Action item
Could you return all of the records exactly as they stand?

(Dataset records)
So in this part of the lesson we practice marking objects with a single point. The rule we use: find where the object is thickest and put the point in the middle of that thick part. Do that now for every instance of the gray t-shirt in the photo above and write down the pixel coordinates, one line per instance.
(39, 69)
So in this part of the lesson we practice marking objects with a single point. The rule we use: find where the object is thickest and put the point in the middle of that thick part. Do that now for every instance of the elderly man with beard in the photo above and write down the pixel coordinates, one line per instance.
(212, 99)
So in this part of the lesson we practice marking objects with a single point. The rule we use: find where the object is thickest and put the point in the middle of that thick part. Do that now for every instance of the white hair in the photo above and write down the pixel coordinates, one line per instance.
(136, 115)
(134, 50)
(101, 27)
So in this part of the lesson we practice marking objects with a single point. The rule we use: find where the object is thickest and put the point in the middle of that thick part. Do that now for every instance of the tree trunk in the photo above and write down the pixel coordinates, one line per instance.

Response area
So in this part of the lesson we practice marking objects with a single point. The rule we use: find where the object is thickest and put the point in the middle of that thick part. Do that now for every instance of the gray t-shirt in the photo above and write down the pixel coordinates, one line per instance.
(39, 69)
So in this part of the lesson we practice marking objects with a single point. The rule we use: find where the object is thickest and put the point in the middle of that thick part. Do that now for every instance of the elderly man with beard in the photo above and write down the pixel coordinates, one line per instance.
(212, 99)
So in this part of the lesson we practice marking objects with a single point. The rule we use: find where the object is thickest and put the point in the middle of that thick part. Do that now for every instance of the white hair in the photo above and write down the pixel coordinates, one line per instance.
(136, 115)
(134, 50)
(101, 27)
So in this part of the lesson we practice marking objects with a single point. The rule we use: find where the object is thickest and put the point in the middle of that thick part. Do that now for every instance of the tree trunk in the photo above and write down the pixel coordinates, one line per instance.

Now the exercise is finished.